--- Start of Document excerpt ---

Shows | Page 13 of 53 | Performance Space New York

A Memorial for Catherine Christer Hennix (1948-2023)

Blank Forms and Performance Space New York present a commemorative day-long program honoring the life and practice of Catherine Christer Hennix (1948-2023). Marking nearly a year since Hennix’s passing, this memorial program offers an opportunity for friends and admirers to experience a large-scale realization of her final sound work, Kamigaku, and reflect on her life and work.

For this memorial program, members of Hennix’s ensemble—Ellen Arkbro, Amir ElSaffar, Mattias Hållsten, Marcus Pal and Amedeo Maria Schwaller—will present Kamigaku in her absence, following the sonic ideals and performance practices that she specified. The structure of the long-form presentation will abide by a principle of ethics that Hennix had formulated and committed to already in her 1976 realization of Chagaku: that musicians should be allowed unrestricted space and time for them to be able to play (only) when they feel inspired and (only) for as long as they feel inspired. Part of what this meant for Hennix is that no predetermined performance schedule should be given, since the forms of attention and inspiration required for playing can not be scheduled in advance. Therefore, as per Hennix’s wish, the space will function as a sound environment throughout the day-long program, an environment in which Kamigaku will be heard only occasionally, and when occasionally subsiding the space will be considered a space for sustained sonic contemplation while we all await the next wave.

--- End of Document excerpt ---
--- Start of Provided material ---

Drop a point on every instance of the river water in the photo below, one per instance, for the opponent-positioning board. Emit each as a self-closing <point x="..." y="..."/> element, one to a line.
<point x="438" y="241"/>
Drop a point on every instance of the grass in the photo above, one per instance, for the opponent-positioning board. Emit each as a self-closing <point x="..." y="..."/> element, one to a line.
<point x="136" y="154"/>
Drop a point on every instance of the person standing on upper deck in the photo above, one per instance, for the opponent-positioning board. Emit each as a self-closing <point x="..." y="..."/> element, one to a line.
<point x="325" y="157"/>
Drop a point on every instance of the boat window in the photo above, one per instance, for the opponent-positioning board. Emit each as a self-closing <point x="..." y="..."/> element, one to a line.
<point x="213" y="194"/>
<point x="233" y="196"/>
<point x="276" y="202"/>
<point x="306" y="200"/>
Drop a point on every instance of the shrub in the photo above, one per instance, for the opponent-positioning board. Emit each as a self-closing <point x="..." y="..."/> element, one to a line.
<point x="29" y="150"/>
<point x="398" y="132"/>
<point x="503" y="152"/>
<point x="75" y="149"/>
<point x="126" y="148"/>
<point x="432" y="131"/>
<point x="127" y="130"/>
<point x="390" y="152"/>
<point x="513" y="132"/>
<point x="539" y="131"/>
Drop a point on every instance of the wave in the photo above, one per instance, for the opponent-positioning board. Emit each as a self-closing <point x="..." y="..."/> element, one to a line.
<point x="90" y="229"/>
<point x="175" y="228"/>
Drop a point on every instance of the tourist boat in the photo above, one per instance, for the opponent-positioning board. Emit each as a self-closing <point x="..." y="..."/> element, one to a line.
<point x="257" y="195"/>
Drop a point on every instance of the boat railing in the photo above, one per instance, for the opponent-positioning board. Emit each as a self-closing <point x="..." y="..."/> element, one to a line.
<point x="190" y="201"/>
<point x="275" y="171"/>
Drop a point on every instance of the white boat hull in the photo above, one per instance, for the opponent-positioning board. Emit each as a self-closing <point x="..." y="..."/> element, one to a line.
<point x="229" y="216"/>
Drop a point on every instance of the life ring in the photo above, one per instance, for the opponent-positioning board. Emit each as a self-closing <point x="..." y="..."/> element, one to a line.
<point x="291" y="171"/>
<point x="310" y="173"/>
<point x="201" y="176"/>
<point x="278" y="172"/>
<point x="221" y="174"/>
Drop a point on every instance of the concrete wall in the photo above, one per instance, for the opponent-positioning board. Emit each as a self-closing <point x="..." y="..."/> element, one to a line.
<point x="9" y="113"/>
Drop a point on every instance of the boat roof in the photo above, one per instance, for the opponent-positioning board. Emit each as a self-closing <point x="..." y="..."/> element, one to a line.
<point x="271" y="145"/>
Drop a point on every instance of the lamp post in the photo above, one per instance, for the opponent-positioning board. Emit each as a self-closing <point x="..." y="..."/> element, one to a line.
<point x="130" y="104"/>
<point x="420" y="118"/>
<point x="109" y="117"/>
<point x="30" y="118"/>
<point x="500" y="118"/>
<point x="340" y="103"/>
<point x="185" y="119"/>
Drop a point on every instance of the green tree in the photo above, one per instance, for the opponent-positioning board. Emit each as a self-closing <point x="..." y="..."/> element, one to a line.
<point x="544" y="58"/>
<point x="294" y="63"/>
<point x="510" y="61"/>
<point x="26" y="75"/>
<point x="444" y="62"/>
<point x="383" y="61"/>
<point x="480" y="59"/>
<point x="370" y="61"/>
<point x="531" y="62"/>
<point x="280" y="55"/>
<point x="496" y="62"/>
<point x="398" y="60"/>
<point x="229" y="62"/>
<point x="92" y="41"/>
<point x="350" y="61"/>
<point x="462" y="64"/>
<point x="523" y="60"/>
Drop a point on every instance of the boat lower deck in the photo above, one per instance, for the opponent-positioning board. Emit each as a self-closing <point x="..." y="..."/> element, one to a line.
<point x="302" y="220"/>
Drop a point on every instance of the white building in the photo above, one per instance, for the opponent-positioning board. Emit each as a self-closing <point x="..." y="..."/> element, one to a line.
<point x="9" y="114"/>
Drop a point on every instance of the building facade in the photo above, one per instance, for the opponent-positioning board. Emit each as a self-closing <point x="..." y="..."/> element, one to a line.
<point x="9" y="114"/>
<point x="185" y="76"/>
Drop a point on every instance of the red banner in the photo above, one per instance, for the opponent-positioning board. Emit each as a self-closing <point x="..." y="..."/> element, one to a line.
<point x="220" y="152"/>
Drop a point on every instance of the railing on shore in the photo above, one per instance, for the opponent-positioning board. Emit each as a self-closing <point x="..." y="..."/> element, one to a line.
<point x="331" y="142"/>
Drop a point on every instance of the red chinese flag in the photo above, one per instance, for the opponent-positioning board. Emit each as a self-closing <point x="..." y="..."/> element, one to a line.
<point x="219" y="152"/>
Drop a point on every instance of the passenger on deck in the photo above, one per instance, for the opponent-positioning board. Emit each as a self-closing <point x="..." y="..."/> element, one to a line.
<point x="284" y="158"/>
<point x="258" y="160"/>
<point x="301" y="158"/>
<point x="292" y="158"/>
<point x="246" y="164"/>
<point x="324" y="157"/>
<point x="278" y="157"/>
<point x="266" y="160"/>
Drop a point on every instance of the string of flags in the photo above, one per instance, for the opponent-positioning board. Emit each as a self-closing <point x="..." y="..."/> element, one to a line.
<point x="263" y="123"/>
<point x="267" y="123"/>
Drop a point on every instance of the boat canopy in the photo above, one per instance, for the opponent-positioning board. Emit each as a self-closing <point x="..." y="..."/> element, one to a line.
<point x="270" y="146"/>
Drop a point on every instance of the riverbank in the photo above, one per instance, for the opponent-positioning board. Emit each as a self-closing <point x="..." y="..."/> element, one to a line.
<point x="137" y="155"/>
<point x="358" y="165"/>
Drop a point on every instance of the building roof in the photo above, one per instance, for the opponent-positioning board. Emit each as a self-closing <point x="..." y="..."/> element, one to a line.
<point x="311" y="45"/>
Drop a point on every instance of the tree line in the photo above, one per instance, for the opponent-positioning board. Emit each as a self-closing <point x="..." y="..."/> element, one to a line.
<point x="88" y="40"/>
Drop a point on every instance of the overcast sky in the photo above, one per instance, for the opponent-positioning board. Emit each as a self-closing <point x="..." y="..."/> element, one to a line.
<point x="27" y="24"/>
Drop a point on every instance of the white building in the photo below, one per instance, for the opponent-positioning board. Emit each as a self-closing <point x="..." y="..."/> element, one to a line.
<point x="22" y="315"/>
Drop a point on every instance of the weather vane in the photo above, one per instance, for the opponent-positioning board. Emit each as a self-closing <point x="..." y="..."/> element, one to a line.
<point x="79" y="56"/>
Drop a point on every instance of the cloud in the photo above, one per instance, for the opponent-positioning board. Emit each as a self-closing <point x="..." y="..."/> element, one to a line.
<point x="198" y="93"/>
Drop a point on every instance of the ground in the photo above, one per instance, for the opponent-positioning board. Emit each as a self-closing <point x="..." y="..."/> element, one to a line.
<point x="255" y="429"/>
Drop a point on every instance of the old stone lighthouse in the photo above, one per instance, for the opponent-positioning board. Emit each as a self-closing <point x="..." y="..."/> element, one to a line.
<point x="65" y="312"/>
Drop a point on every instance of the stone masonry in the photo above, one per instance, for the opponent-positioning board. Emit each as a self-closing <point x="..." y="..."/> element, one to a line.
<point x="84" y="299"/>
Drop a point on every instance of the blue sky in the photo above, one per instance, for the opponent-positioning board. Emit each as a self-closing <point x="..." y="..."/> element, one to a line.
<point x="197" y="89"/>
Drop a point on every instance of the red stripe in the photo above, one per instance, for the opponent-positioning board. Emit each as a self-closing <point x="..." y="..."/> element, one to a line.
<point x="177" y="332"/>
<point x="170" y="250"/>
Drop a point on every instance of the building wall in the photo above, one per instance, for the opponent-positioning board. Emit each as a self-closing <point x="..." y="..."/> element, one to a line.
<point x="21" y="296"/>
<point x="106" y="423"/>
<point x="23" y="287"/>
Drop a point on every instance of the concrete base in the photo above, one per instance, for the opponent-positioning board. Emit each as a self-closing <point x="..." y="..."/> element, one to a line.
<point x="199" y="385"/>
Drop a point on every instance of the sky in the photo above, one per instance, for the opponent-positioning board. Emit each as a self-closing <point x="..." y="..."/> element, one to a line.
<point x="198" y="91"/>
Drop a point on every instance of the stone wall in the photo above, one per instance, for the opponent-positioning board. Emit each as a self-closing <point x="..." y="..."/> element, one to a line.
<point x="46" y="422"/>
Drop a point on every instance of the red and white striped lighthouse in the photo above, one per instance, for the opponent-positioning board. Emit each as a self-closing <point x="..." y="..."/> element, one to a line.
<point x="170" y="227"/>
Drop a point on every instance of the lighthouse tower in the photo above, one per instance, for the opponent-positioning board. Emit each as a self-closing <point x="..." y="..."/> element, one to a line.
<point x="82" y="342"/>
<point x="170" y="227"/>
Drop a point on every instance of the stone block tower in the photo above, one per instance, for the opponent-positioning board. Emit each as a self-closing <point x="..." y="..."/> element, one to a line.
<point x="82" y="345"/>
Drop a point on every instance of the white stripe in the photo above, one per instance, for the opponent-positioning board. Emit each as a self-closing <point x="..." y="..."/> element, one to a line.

--- End of Provided material ---

» **Parts of the exercise**:
a - List the members of Hennix's ensemble named in the Hennix memorial page.
b - According to the Hennix memorial page, in what year did Hennix realize Chagaku?
c - Reproduce the Hennix memorial page between "Blank Forms and" and "life and work.", inclusive.

» **Complete answers**:
a -
Ellen Arkbro
Amir ElSaffar
Mattias Hållsten
Marcus Pal
Amedeo Maria Schwaller

b - 1976

c -
Blank Forms and Performance Space New York present a commemorative day-long program honoring the life and practice of Catherine Christer Hennix (1948-2023). Marking nearly a year since Hennix’s passing, this memorial program offers an opportunity for friends and admirers to experience a large-scale realization of her final sound work, Kamigaku, and reflect on her life and work.